# [VORGEGEBENER TEXT]

Was inspiriert die turkmenischen Eliten? Die Hochschulkrise der 1990er Jahre und ihre möglichen Auswirkungen auf die turkmenischen Außenbeziehungen

Von Abel Polese (Dublin/Tallinn)

Multilingualer Flughafenempfang

Aschgabat, Flughafen Turkmenbaschi, halb fünf Uhr morgens. Eine Gruppe ausländischer Gäste steht in der Ankunftshalle, müde und verschlafen, aber auch aufgeregt. Ein junger Mann holt sie ab, er ist Anfang dreißig und läuft immer wieder von der Halle auf die Straße und zurück zu den Leuten, damit alle in das richtige Auto zum richtigen Hotel steigen.

Es ist eine ganz normale Situation, wie sie bei vielen Abholungen für Konferenzen stattfindet; dem aufmerksamen Beobachter wird allerdings ein deutlicher Unterschied auffallen. Der junge Mann begrüßt seine Gäste aus arabischen Ländern höflich in deren Sprache, gibt anderen Hinweise auf Russisch, heißt türkische Wissenschaftler auf Türkisch willkommen, hilft europäischen und amerikanischen Gästen auf Englisch und gibt Taxifahrern Aufträge auf Turkmenisch. Dann erscheint sein Kollege und erweitert das sprachliche Reservoir seines Kollegen, indem er Farsi-sprachige Gäste in deren Muttersprache begrüßt.

Die Betreuung von Gästen ist generell keine einfache Aufgabe, vor allem wenn mehrere Dutzend Menschen versorgt werden müssen. Doch unsere turkmenischen Freunde wissen genau, wer in welcher Sprache anzureden ist, und wenn sie auf neue Gäste treffen, wissen sie sofort, welche Sprache sie sprechen müssen.

Der weitere Tagesverlauf dürfte den interessierten Gast überraschen. Denn die morgendliche Situation war keine Ausnahme, die Veranstalter hatten nicht die einzigen Personen zum Flughafen geschickt, die viele Sprachen sprechen – vielmehr ist das Beherrschen zahlreicher Sprachen eine überraschende und faszinierende Fähigkeit der turkmenischen Eliten. Die Art und Weise, in der viele Turkmenen etliche auch schwierige Sprachen sprechen, scheint einem anderen Jahrhundert zu entstammen, in dem für Diplomatie Personen zuständig waren, die auf die besten Universitäten der Region geschickt worden waren, um viele Sprachen zu erlernen.

# [AUFGABEN]
1. Gib die Datenzeilen von der Zeile mit "</instance>" bis einschließlich der Zeile mit "positive clicks: (279, 1070)" erneut aus und tausche darin "positive clicks" gegen "foreground clicks" aus. Alles andere bleibt unverändert.
2. Nimm den Text über die Sprachkenntnisse der turkmenischen Eliten wieder auf und schreibe ihn im Anschluss an seinen letzten Satz weiter.

# [DATEN]

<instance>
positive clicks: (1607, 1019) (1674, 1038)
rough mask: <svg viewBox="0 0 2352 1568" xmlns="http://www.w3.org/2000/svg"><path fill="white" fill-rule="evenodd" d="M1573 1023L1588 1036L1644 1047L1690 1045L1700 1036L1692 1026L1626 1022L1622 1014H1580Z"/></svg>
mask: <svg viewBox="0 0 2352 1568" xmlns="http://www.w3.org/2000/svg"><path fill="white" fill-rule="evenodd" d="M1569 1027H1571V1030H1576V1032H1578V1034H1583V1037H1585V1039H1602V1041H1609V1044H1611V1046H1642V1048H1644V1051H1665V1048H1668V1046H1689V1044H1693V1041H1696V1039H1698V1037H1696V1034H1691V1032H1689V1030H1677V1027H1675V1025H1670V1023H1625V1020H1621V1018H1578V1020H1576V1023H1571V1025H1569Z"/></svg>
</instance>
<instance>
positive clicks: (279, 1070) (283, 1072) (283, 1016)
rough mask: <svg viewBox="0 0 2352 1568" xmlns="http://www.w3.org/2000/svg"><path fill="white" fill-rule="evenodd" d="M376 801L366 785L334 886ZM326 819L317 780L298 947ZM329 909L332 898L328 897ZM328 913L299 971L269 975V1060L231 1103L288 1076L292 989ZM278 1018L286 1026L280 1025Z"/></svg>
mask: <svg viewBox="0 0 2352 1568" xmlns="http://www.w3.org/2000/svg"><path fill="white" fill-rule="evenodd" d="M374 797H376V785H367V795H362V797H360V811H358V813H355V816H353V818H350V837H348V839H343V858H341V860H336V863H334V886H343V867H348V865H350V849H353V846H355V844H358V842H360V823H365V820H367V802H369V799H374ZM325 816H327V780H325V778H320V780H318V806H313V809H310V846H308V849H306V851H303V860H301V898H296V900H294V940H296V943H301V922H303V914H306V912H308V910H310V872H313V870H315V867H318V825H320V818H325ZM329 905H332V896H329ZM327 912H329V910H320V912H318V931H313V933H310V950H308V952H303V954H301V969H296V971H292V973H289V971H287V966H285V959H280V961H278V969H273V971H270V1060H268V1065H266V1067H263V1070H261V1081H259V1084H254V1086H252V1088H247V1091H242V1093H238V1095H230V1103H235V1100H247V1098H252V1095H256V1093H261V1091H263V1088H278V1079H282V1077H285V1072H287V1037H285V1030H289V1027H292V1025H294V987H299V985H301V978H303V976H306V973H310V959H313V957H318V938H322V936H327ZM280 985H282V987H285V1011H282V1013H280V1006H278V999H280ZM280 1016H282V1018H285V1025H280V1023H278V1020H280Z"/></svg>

# [LÖSUNGEN JE AUFGABE]
1.
</instance>
<instance>
foreground clicks: (279, 1070) (283, 1072) (283, 1016)

2.
Bei Nachfragen wird kein Geheimnis daraus gemacht, warum so viele Sprachen gelernt wurden. Angeblich liegen die Ursprünge des Phänomens in den unsicheren 1990er Jahren. Damals bevorzugten einige gebildete Turkmenen noch die Universitäten in Moskau und in den anderen GUS-Ländern. Etliche begannen sich jedoch bereits anderweitig umzutun.

Einige gingen nach Kairo. Die ägyptischen Universitäten waren bereit, jeden zu immatrikulieren, der sich bewarb, und sie erhoben nur sehr niedrige oder gar keine Studiengebühren. Die einzige Hürde bestand darin, das Immatrikulationsformular auf Arabisch auszufüllen. Unsere findigen Turkmenen fanden jedoch Helfer und, einmal immatrikuliert, begannen sie, die Sprache zu lernen.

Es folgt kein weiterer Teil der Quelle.